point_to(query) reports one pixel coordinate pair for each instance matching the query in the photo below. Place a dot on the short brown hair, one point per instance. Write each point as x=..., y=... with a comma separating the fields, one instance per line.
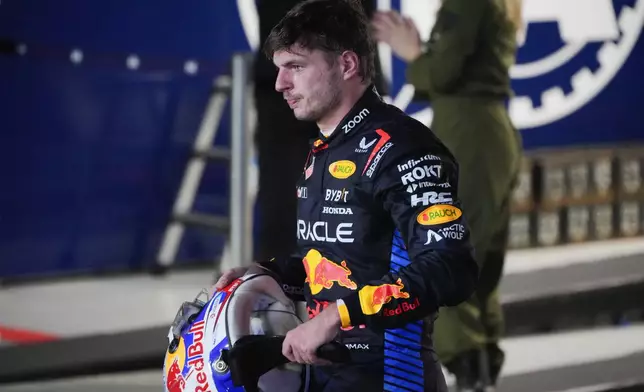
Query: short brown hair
x=329, y=25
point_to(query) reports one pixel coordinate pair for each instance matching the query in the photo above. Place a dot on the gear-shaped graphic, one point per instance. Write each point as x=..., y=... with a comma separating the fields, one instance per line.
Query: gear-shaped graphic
x=586, y=84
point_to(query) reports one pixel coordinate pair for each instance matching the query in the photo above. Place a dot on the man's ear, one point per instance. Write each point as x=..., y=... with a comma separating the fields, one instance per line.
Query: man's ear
x=350, y=64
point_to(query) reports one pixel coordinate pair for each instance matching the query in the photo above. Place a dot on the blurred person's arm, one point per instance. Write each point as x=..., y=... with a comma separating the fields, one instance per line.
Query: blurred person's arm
x=437, y=67
x=453, y=39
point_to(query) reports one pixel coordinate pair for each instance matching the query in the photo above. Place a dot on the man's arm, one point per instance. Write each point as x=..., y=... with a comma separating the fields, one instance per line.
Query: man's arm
x=432, y=259
x=453, y=39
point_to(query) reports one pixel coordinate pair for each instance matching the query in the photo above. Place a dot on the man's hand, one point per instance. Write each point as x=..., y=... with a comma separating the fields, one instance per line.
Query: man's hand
x=399, y=32
x=301, y=343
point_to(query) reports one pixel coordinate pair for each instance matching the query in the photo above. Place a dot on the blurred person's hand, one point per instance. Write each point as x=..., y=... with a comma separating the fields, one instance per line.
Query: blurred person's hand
x=399, y=32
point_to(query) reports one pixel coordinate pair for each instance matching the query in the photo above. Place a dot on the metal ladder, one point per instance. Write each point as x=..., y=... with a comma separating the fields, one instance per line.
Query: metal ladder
x=237, y=225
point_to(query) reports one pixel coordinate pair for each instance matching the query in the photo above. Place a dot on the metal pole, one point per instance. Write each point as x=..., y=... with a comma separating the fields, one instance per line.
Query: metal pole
x=239, y=163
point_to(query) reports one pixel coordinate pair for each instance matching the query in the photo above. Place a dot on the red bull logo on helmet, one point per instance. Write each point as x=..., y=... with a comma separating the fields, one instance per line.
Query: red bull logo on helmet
x=322, y=273
x=373, y=298
x=174, y=363
x=193, y=357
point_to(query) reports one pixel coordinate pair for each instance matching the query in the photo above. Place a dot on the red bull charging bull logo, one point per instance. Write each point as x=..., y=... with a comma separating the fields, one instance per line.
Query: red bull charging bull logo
x=174, y=364
x=322, y=273
x=372, y=298
x=193, y=357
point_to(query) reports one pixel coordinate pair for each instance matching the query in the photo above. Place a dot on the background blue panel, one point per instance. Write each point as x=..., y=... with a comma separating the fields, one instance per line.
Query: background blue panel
x=92, y=154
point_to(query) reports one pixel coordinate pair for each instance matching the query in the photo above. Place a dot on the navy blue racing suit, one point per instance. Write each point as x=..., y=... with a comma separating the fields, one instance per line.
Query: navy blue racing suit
x=380, y=231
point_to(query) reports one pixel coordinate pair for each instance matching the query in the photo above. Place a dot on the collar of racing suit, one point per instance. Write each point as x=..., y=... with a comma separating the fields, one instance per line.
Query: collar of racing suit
x=351, y=122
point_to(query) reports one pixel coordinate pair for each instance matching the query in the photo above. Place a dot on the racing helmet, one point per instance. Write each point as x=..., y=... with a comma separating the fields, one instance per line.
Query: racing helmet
x=206, y=329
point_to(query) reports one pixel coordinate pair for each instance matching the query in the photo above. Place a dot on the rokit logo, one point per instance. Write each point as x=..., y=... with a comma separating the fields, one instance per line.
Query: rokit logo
x=572, y=48
x=428, y=198
x=413, y=162
x=357, y=119
x=336, y=195
x=422, y=172
x=425, y=184
x=320, y=232
x=357, y=346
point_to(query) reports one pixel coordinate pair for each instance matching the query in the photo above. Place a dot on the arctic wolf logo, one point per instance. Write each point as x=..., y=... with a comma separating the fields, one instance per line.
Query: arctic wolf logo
x=570, y=51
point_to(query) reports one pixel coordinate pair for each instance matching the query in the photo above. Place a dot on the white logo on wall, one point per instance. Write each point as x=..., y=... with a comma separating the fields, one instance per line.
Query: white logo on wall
x=580, y=22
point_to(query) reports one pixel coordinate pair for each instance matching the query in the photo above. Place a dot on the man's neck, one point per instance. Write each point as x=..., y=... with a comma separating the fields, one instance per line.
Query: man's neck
x=347, y=102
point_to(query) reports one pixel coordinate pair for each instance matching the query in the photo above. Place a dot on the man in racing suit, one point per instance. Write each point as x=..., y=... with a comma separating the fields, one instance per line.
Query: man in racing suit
x=381, y=241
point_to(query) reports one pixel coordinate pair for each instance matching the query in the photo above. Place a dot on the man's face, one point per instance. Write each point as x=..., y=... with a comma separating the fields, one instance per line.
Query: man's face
x=309, y=82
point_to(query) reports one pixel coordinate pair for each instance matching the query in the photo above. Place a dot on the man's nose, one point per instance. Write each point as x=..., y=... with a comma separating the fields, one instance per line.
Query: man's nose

### OBJECTIVE
Render the listing above as a Markdown table with the columns Row and Line, giving each line of text its own numbered row. Omit blank lines, and leave the pictures out of the table.

### RESPONSE TO THIS EXERCISE
| Row | Line |
|---|---|
| 1 | point_to(query) reports one pixel coordinate pair for each instance matching the query in the photo below. Place a dot on the short brown hair, one point per instance. Write each point as x=..., y=... with a comma separating the fields, one instance per line. |
| 2 | Query: short brown hair |
| 3 | x=329, y=25 |
| 4 | point_to(query) reports one pixel coordinate pair for each instance matching the query in the photo above. Place a dot on the gear-shaped graphic, one point per instance. Write each point as x=..., y=... with a comma separating the fields, one instance per line. |
| 5 | Query: gear-shaped graphic |
| 6 | x=586, y=84 |
| 7 | point_to(query) reports one pixel coordinate pair for each instance matching the query in the photo above. Place a dot on the man's ear, one point per instance. Write each point as x=..., y=... with a comma separating the fields, one instance per line. |
| 8 | Query: man's ear |
| 9 | x=350, y=64 |
| 10 | point_to(query) reports one pixel coordinate pair for each instance matching the query in the photo above. Place a dot on the blurred person's arm, one point per instance. Write each point as x=..., y=... with a comma separating the fields, one instance per line. |
| 11 | Query: blurred person's arm |
| 12 | x=437, y=67 |
| 13 | x=453, y=39 |
| 14 | point_to(query) reports one pixel coordinate pair for each instance matching the query in the photo above. Place a dot on the man's arm, one point per instance. Write each point as x=..., y=... with a comma separating the fields, one instance per line. |
| 15 | Query: man's arm |
| 16 | x=432, y=259 |
| 17 | x=453, y=39 |
| 18 | point_to(query) reports one pixel coordinate pair for each instance matching the query in the photo above. Place a dot on the man's hand, one point per instance. Write each point as x=..., y=... with a comma separating the fields, one instance per line. |
| 19 | Query: man's hand |
| 20 | x=399, y=32 |
| 21 | x=301, y=343 |
| 22 | point_to(query) reports one pixel coordinate pair for each instance matching the query in the photo above. Place a dot on the blurred person's hand, one point per instance. Write each point as x=..., y=... with a comma separating the fields, one instance per line. |
| 23 | Query: blurred person's hand |
| 24 | x=399, y=32 |
| 25 | point_to(query) reports one pixel coordinate pair for each instance matching the query in the photo above. Place a dot on the metal ladder, one point per instance. Write each point as x=..., y=... with a comma separating the fields, one instance per line. |
| 26 | Query: metal ladder |
| 27 | x=237, y=225 |
| 28 | point_to(query) reports one pixel coordinate pair for each instance matching the query in the photo above. Place a dot on the metal pole, one point per instance. Write each point as x=..., y=... with a comma separating the fields, one instance per line. |
| 29 | Query: metal pole |
| 30 | x=239, y=163 |
| 31 | point_to(query) reports one pixel coordinate pair for each instance matching the query in the photo above. Place a dot on the red bull logo on helmet, one point per instance. Write each point as x=..., y=... with a comma separating the fields, one instance per line. |
| 32 | Query: red bull logo on helmet |
| 33 | x=322, y=273 |
| 34 | x=373, y=298 |
| 35 | x=174, y=363 |
| 36 | x=193, y=357 |
| 37 | point_to(query) reports one pixel coordinate pair for each instance matching the query in the photo above. Place a dot on the red bull charging bull logo, one point per instance. Write each point as x=..., y=... with a comma separating the fields, one instance per line. |
| 38 | Query: red bull charging bull logo |
| 39 | x=174, y=364 |
| 40 | x=322, y=273 |
| 41 | x=372, y=298 |
| 42 | x=193, y=357 |
| 43 | point_to(query) reports one pixel coordinate pair for each instance matching the query in the photo above. Place a dot on the background blue panel, one point per instance. Write each point as x=..., y=... with a comma separating the fields, one instance per line. |
| 44 | Query: background blue panel |
| 45 | x=92, y=154 |
| 46 | point_to(query) reports one pixel coordinate pair for each instance matching the query in the photo above. Place a dot on the navy blue racing suit, one point per instance. Write each point as x=..., y=... with a comma separating the fields, one instance per line. |
| 47 | Query: navy blue racing suit |
| 48 | x=380, y=231 |
| 49 | point_to(query) reports one pixel coordinate pair for each instance matching the query in the photo above. Place a dot on the collar of racing suit, one point per instance. Write each point as x=..., y=... with a comma separating the fields, one instance per line. |
| 50 | Query: collar of racing suit |
| 51 | x=351, y=122 |
| 52 | point_to(query) reports one pixel coordinate pair for each instance matching the query in the photo above. Place a dot on the racing helmet, one point per instance. Write each point as x=..., y=... with a comma separating the fields, one instance per line. |
| 53 | Query: racing helmet |
| 54 | x=206, y=329 |
| 55 | point_to(query) reports one pixel coordinate pair for each instance matching the query in the photo above. Place a dot on the rokit logo, one point per instance. Write each point as x=..., y=... with a comma separating the fields, one instance per line. |
| 56 | Query: rokit logo |
| 57 | x=572, y=48 |
| 58 | x=428, y=198 |
| 59 | x=413, y=162 |
| 60 | x=357, y=119 |
| 61 | x=336, y=195 |
| 62 | x=422, y=172 |
| 63 | x=425, y=184 |
| 64 | x=320, y=232 |
| 65 | x=357, y=346 |
| 66 | point_to(query) reports one pixel coordinate pair for each instance matching the query in the photo above. Place a dot on the arctic wolf logo, one point per instance. Write each point as x=..., y=... with a comma separating the fields, one instance per line. |
| 67 | Query: arctic wolf logo |
| 68 | x=570, y=51 |
| 69 | point_to(query) reports one pixel coordinate pair for each instance matching the query in the photo above. Place a dot on the white logo on wall, one point per instance. Write each point as x=..., y=... with a comma separating the fields, one instance per line. |
| 70 | Query: white logo on wall |
| 71 | x=580, y=22 |
| 72 | point_to(query) reports one pixel coordinate pair for each instance matching the query in the photo above. Place a dot on the man's neck, one point per instance. Write each point as x=..., y=... with a comma separating the fields, one instance per line. |
| 73 | Query: man's neck |
| 74 | x=347, y=102 |
| 75 | point_to(query) reports one pixel coordinate pair for each instance matching the query in the photo above. Place a dot on the man in racing suit, one point per instance. Write each point as x=..., y=... with a comma separating the fields, one instance per line. |
| 76 | Query: man in racing suit |
| 77 | x=381, y=241 |
| 78 | point_to(query) reports one pixel coordinate pair for each instance matching the query in the photo above. Place a dot on the man's face, one point per instance. Write each point as x=..., y=... with a comma separating the fields, one instance per line. |
| 79 | Query: man's face |
| 80 | x=309, y=82 |
| 81 | point_to(query) reports one pixel coordinate pair for each instance matching the query in the photo above. Place a dot on the man's nose, one point per instance. Write each point as x=..., y=... with a comma separating the fields, one instance per line. |
| 82 | Query: man's nose |